WORK INSTRUCTIONS: Starting at the line containing "Find the glass" and ending with the line containing "M 383 211 L", render those lines of the records as a JSON list of strings with one string per line and blank lines omitted.

DATASET RECORDS:
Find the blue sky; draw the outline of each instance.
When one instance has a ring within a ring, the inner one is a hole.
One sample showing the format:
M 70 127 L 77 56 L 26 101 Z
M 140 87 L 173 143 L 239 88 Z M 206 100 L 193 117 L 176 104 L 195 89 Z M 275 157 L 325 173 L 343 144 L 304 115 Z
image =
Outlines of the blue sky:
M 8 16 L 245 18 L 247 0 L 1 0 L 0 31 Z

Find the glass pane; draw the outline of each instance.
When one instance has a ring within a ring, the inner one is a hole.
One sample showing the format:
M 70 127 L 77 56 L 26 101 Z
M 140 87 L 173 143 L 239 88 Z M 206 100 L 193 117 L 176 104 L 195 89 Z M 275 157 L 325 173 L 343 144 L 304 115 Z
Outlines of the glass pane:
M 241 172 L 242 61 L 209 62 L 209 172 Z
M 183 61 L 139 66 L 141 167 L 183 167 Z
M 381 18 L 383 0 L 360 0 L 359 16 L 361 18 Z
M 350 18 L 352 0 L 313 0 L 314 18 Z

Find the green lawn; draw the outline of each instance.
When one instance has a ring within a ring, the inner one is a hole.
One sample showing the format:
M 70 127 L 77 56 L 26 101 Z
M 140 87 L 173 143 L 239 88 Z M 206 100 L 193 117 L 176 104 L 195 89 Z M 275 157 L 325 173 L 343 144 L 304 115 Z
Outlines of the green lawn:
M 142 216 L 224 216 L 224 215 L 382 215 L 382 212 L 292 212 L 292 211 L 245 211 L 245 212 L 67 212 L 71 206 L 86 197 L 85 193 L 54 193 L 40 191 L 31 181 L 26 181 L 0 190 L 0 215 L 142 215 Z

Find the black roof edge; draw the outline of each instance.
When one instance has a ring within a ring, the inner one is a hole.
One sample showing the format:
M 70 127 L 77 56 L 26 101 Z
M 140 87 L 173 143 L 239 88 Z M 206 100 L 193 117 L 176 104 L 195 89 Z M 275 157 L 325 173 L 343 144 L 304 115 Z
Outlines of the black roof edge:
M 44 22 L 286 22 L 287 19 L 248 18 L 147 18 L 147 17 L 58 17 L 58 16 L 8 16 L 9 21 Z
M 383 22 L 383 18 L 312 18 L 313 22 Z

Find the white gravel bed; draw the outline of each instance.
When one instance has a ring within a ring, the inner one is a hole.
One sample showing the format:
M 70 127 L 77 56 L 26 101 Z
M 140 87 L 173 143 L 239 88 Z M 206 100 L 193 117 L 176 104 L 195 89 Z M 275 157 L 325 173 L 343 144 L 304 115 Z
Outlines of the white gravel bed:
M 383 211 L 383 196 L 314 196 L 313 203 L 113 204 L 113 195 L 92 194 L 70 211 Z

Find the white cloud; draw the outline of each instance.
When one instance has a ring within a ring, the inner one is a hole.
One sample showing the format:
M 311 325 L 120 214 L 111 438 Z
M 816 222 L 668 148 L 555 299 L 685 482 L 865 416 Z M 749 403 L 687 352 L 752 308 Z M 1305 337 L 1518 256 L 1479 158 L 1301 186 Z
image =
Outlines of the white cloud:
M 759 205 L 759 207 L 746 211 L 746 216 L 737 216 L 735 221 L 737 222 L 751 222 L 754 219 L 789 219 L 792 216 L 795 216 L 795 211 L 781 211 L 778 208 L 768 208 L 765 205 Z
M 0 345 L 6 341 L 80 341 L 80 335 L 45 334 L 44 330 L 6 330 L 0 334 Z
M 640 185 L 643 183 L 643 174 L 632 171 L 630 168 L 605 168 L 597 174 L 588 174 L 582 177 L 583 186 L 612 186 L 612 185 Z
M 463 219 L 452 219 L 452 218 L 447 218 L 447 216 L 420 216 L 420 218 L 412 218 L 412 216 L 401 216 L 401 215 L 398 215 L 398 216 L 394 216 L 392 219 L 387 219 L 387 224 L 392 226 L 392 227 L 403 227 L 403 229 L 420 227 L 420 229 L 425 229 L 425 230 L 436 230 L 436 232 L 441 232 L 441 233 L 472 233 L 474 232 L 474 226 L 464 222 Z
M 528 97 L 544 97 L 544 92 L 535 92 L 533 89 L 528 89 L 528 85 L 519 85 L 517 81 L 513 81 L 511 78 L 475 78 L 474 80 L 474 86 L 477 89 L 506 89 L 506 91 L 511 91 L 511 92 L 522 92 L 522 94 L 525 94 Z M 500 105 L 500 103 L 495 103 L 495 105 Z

ANSWER TO THIS PROBLEM:
[
  "Find the glass pane; draw the outline of each instance.",
  "When one instance has a ring within a ring, the inner one is a hole.",
  "One sample showing the format:",
  "M 70 127 L 77 56 L 26 101 Z",
  "M 140 87 L 173 143 L 239 88 Z M 206 100 L 193 117 L 176 104 L 195 89 Z M 275 157 L 325 173 L 343 144 L 304 115 Z",
  "Outlines of the glass pane:",
  "M 241 172 L 242 61 L 209 62 L 209 172 Z",
  "M 183 61 L 139 66 L 141 167 L 183 167 Z",
  "M 381 18 L 383 0 L 360 0 L 359 16 L 361 18 Z",
  "M 350 18 L 352 0 L 313 0 L 314 18 Z",
  "Find the green lawn; draw the outline of each instance.",
  "When one instance has a ring within a ring, the inner one is a hole.",
  "One sample showing the format:",
  "M 70 127 L 77 56 L 26 101 Z",
  "M 140 87 L 173 143 L 239 88 Z M 206 100 L 193 117 L 176 104 L 195 89 Z M 275 157 L 325 173 L 343 144 L 304 115 Z",
  "Outlines of the green lawn:",
  "M 142 216 L 224 216 L 224 215 L 382 215 L 382 212 L 292 212 L 292 211 L 245 211 L 245 212 L 67 212 L 71 206 L 86 197 L 85 193 L 54 193 L 40 191 L 31 181 L 26 181 L 0 190 L 0 215 L 142 215 Z",
  "Find the black roof edge; draw the outline of each instance.",
  "When one instance has a ring within a ring, the inner one is a hole.",
  "One sample showing the format:",
  "M 70 127 L 77 56 L 26 101 Z",
  "M 140 87 L 173 143 L 239 88 Z M 206 100 L 193 117 L 176 104 L 195 89 Z M 275 157 L 325 173 L 343 144 L 304 115 Z",
  "Outlines of the black roof edge:",
  "M 44 22 L 286 22 L 287 19 L 248 18 L 147 18 L 147 17 L 58 17 L 58 16 L 8 16 L 9 21 Z",
  "M 383 22 L 383 18 L 312 18 L 313 22 Z",
  "Find the white gravel bed; draw the outline of each instance.",
  "When one instance has a ring within a ring, the inner one is a hole.",
  "One sample showing the format:",
  "M 70 127 L 77 56 L 26 101 Z",
  "M 140 87 L 173 143 L 239 88 Z M 206 100 L 193 117 L 176 104 L 195 89 Z M 275 157 L 325 173 L 343 144 L 304 115 Z",
  "Outlines of the white gravel bed:",
  "M 383 211 L 383 196 L 314 196 L 313 203 L 113 204 L 113 195 L 92 194 L 70 211 Z"
]